=== Record excerpts ===

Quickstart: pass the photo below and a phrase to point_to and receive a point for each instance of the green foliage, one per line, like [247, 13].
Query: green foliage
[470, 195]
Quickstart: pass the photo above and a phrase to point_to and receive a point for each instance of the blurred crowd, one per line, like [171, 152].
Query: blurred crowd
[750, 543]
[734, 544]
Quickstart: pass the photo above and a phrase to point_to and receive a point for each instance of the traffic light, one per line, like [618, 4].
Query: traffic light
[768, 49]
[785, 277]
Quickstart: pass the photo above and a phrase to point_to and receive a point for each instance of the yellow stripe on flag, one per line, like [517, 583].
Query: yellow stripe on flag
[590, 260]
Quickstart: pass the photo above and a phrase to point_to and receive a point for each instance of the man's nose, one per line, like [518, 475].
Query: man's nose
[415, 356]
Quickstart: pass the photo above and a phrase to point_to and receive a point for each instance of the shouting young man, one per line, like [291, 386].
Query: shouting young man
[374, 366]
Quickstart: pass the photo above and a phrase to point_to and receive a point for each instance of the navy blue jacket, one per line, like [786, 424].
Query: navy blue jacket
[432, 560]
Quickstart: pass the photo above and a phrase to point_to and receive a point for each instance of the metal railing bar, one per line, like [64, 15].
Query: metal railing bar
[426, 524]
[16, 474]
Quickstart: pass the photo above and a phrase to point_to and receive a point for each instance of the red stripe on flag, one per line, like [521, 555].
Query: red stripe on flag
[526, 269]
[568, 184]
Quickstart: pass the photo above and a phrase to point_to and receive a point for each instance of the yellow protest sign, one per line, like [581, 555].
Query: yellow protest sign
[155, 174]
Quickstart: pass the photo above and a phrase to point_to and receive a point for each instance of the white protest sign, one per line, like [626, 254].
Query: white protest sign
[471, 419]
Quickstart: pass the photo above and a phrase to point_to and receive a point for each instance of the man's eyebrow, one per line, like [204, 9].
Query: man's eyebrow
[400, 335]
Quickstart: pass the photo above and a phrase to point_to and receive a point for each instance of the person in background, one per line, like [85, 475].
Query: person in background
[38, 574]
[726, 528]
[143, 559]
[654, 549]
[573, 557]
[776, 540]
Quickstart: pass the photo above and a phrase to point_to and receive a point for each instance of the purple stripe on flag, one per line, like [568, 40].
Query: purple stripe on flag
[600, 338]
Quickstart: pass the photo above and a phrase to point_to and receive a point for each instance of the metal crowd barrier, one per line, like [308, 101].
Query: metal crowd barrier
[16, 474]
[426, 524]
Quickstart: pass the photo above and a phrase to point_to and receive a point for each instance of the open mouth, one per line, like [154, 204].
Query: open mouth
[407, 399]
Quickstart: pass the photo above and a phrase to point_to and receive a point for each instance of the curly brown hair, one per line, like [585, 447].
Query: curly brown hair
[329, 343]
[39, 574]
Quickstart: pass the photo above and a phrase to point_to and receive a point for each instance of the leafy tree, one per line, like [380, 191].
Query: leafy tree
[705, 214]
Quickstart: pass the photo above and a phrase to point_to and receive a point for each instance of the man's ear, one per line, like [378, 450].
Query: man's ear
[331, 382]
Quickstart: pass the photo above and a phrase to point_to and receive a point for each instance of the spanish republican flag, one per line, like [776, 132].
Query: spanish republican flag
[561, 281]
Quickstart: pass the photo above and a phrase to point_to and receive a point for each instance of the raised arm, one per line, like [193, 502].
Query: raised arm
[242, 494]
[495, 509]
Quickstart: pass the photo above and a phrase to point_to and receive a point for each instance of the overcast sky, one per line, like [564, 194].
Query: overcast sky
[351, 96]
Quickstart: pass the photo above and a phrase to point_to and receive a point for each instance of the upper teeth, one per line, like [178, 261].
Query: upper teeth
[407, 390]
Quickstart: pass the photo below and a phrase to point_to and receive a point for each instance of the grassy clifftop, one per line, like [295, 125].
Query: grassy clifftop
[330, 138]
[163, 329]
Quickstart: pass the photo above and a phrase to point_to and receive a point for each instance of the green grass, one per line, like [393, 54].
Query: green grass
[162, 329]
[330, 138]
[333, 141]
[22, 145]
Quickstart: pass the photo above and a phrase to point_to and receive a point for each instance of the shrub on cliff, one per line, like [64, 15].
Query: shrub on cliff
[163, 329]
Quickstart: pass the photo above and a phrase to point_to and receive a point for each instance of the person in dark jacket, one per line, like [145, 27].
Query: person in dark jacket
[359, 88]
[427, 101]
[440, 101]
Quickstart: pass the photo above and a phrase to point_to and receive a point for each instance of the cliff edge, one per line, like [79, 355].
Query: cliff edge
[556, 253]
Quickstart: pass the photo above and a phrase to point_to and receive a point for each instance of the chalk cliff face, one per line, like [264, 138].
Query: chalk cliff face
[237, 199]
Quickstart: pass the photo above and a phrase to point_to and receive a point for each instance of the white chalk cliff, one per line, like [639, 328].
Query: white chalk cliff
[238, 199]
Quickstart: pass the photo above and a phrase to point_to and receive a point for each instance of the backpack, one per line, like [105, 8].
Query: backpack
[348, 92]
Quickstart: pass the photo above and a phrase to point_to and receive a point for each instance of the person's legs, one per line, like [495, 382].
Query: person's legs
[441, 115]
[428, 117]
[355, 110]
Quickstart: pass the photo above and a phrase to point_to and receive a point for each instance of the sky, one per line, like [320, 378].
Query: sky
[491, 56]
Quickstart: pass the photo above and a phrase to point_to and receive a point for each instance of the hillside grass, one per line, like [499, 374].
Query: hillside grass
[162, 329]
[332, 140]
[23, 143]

===

**Challenge**
Only those lines running from the one containing "like [639, 328]." through the last line of the data above are to be copied, exactly, with both ends included.

**Full solution**
Quickstart: pass the photo above and a phrase to point_to and receive a point for each instance of the white chalk cliff, one per line, like [639, 328].
Query: white chalk cliff
[238, 199]
Quickstart: pass the photo above and a phrase to point_to and receive a point for each instance of the backpack, one per line, like [105, 8].
Query: backpack
[348, 92]
Quickstart: pass the photo above and a phrase to point_to and receive a point for each instance of the person's legs, one per line, like [495, 382].
Query: person's legs
[441, 115]
[428, 117]
[355, 110]
Quickstart: pass the photo above and a phrase to point_to and receive a point for each instance of the sky, one per line, like [320, 378].
Query: sky
[491, 56]
Quickstart: pass the photo above and a phrase to point_to and receive a point for each instance of the hillside grass, one per line, like [499, 374].
Query: hillside grass
[162, 329]
[332, 140]
[23, 143]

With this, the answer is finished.